- Records for this task
————

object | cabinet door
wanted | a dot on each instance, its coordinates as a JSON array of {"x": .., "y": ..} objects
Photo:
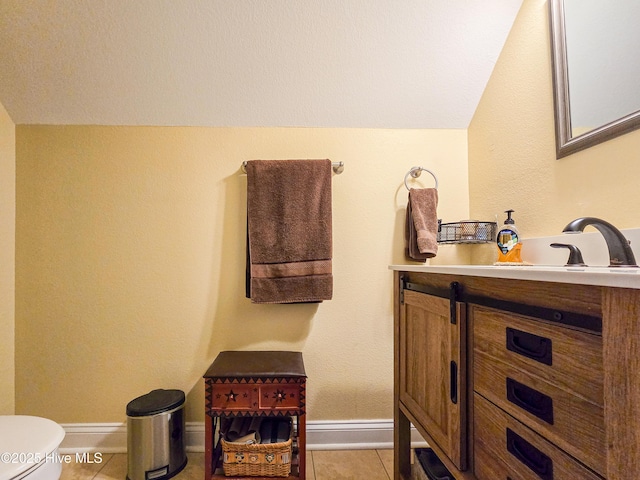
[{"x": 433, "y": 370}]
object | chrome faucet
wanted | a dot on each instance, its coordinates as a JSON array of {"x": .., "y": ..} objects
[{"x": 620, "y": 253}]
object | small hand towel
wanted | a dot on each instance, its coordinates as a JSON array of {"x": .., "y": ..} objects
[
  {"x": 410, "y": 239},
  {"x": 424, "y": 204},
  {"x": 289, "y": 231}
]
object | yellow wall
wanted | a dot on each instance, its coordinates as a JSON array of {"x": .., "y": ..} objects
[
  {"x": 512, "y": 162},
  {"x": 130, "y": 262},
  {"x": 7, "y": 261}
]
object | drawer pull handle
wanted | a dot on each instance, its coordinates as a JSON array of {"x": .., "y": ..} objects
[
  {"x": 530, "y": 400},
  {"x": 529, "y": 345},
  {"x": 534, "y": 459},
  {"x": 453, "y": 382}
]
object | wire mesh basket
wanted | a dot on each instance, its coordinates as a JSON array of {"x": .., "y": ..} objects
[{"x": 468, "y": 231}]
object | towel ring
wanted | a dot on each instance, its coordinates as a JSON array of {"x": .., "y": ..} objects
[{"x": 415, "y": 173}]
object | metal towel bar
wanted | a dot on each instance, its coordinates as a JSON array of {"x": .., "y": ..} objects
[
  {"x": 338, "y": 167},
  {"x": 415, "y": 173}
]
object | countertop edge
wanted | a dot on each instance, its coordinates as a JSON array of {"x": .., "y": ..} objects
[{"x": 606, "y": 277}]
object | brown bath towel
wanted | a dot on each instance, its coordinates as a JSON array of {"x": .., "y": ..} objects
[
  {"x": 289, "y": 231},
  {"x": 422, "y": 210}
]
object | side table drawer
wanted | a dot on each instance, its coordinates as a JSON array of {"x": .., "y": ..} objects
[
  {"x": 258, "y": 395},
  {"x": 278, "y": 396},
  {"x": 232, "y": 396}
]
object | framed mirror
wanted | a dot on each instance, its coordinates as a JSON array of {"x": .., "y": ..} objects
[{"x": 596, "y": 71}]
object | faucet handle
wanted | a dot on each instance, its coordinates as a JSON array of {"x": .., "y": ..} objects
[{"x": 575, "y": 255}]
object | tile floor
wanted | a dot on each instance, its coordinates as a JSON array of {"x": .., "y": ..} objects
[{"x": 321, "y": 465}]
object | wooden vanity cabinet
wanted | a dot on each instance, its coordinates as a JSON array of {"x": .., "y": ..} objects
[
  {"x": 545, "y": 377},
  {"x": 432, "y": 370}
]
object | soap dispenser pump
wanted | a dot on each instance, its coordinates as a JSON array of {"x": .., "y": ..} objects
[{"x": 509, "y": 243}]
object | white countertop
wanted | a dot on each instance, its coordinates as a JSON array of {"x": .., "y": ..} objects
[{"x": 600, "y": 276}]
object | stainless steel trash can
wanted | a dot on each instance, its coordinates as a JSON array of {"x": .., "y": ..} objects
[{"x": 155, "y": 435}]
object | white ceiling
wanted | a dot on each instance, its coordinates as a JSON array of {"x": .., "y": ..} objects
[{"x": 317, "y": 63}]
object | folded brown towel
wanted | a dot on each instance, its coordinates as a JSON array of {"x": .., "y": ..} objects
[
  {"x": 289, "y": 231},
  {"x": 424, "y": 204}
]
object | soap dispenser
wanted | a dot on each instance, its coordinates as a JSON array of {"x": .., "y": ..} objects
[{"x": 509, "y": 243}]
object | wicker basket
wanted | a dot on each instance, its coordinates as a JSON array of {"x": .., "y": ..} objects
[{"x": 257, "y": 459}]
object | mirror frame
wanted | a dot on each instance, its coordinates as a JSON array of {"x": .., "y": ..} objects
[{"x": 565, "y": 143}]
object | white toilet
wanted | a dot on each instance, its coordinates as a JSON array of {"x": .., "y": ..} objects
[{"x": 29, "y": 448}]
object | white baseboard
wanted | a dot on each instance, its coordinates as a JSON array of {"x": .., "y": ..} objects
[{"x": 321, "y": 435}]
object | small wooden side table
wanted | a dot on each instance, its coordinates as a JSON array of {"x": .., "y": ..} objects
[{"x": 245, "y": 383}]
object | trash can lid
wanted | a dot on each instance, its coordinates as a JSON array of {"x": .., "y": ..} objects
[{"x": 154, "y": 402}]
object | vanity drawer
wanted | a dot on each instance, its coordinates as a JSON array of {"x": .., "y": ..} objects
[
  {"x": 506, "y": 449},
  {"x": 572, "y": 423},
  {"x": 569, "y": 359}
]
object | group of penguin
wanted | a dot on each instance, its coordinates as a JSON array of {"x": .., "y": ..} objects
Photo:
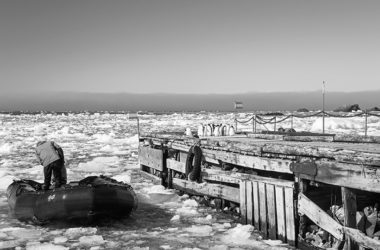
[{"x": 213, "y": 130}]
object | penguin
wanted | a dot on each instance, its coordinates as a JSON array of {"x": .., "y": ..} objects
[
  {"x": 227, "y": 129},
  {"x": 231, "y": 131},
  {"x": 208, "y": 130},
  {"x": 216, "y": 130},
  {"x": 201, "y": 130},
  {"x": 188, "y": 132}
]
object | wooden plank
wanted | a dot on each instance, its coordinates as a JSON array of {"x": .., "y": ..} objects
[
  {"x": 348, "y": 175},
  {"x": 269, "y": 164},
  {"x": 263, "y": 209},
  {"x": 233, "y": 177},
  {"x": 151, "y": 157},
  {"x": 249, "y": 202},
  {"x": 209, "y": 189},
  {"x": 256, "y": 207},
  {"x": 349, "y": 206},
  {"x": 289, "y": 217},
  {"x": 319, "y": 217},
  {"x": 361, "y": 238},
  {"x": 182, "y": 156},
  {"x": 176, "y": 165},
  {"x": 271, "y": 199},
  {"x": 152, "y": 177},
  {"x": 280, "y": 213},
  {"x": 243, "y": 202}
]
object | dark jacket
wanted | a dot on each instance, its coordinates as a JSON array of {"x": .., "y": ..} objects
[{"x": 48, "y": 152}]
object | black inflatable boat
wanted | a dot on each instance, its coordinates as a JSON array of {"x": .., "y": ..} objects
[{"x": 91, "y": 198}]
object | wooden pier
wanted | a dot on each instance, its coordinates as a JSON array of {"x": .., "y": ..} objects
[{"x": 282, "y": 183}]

————

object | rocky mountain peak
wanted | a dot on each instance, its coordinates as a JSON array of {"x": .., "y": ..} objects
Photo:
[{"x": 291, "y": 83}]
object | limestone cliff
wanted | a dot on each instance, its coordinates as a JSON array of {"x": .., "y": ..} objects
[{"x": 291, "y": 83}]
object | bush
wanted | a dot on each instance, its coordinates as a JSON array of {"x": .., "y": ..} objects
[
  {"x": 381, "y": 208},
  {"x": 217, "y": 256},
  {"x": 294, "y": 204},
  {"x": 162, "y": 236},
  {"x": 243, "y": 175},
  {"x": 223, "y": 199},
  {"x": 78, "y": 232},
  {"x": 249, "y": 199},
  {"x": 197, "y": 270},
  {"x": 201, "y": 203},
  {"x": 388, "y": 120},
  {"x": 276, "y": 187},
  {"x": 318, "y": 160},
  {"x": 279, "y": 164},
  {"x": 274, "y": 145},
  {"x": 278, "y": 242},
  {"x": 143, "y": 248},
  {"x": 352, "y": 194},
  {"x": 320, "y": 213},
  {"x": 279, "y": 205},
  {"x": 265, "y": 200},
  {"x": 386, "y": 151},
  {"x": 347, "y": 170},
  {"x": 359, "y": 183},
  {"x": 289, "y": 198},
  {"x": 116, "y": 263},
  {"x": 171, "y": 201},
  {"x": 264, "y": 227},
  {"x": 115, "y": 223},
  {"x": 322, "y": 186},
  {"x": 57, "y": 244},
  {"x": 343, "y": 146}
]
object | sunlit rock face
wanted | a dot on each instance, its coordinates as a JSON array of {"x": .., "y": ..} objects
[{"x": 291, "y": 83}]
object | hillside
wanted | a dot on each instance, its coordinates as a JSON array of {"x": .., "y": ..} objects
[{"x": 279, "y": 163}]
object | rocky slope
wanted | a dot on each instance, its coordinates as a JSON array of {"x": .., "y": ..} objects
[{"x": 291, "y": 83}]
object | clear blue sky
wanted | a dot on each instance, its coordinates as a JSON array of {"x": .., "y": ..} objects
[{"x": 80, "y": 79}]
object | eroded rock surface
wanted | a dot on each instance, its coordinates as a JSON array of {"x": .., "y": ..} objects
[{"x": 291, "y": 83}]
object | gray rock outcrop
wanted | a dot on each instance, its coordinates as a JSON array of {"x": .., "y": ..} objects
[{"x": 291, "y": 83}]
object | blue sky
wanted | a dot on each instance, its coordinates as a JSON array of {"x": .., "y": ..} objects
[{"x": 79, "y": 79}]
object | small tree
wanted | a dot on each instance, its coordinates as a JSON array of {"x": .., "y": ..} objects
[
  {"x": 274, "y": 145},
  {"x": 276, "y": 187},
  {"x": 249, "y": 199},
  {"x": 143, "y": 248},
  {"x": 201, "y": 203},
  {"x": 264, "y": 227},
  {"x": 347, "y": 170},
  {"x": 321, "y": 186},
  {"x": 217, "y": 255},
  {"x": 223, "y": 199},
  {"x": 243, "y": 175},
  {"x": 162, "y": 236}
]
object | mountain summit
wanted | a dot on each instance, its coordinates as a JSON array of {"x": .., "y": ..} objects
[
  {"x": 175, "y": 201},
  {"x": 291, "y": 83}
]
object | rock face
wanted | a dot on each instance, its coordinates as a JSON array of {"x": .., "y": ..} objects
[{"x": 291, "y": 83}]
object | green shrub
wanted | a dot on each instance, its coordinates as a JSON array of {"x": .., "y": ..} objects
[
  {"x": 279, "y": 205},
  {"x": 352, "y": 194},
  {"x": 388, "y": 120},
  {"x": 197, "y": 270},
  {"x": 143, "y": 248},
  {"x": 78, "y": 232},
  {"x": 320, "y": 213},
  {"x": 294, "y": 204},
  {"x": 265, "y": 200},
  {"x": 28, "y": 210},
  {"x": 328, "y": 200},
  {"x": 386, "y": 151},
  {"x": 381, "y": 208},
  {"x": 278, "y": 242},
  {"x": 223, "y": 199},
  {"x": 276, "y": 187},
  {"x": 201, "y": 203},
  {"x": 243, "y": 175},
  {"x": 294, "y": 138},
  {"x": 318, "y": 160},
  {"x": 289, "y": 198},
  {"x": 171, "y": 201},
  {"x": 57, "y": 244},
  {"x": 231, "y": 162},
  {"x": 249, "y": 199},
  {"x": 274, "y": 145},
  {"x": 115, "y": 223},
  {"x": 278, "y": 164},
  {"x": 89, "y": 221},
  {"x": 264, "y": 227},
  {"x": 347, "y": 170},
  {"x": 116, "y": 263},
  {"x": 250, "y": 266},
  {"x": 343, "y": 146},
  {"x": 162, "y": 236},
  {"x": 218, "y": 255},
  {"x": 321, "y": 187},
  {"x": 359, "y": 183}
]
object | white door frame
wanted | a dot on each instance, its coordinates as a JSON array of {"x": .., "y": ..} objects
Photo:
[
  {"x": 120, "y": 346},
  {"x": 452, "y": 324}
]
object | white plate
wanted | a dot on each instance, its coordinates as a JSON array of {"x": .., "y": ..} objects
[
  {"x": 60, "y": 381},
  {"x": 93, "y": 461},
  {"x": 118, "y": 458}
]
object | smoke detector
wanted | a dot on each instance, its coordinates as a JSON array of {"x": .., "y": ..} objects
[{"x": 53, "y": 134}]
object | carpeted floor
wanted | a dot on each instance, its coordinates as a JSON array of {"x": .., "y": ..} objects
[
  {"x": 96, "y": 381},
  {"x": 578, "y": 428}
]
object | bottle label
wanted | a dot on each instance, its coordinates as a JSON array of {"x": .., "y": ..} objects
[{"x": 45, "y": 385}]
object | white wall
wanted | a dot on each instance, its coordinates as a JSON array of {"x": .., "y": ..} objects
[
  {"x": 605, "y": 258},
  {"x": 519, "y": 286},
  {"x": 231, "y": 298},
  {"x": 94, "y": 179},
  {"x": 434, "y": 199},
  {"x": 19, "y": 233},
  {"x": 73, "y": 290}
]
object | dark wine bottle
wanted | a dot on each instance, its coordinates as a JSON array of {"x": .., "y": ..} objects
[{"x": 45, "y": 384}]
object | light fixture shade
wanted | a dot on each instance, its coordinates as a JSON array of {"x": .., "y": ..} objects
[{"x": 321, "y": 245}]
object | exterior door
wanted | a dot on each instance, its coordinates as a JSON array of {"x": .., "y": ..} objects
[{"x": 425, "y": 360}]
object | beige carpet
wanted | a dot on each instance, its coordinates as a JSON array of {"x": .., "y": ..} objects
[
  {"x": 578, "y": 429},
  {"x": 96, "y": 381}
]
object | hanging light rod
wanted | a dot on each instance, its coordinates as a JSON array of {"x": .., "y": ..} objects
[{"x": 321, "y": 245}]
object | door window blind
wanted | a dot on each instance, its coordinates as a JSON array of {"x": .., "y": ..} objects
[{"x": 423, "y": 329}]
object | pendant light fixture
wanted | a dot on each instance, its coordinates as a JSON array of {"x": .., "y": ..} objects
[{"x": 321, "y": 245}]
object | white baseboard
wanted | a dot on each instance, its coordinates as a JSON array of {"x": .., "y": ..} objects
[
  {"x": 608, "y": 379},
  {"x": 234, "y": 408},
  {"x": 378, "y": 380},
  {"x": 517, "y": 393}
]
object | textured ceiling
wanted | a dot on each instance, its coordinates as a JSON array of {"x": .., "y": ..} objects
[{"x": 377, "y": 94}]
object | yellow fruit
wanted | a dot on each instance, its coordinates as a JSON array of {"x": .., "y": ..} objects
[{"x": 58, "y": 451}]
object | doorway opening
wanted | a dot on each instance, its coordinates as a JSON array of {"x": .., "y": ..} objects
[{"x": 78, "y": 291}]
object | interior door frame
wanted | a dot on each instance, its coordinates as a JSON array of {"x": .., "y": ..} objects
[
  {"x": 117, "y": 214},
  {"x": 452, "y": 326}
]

————

- Goal of the exercise
In the listing above, locate the line containing "object | towel ring" and the line containing "object | brown bath towel", then transcribe both and every line between them verbatim.

- Solution for this problem
object | towel ring
wanted | a dot on each instance, its coordinates as a JSON array of {"x": .., "y": ..} objects
[{"x": 415, "y": 173}]
object | metal towel bar
wanted | a dot on each instance, its coordinates as a JSON array of {"x": .., "y": ..} objects
[
  {"x": 338, "y": 167},
  {"x": 415, "y": 173}
]
object | countertop edge
wanted | a dot on each instance, its coordinates as a JSON array of {"x": .., "y": ..} objects
[{"x": 606, "y": 277}]
object | brown bath towel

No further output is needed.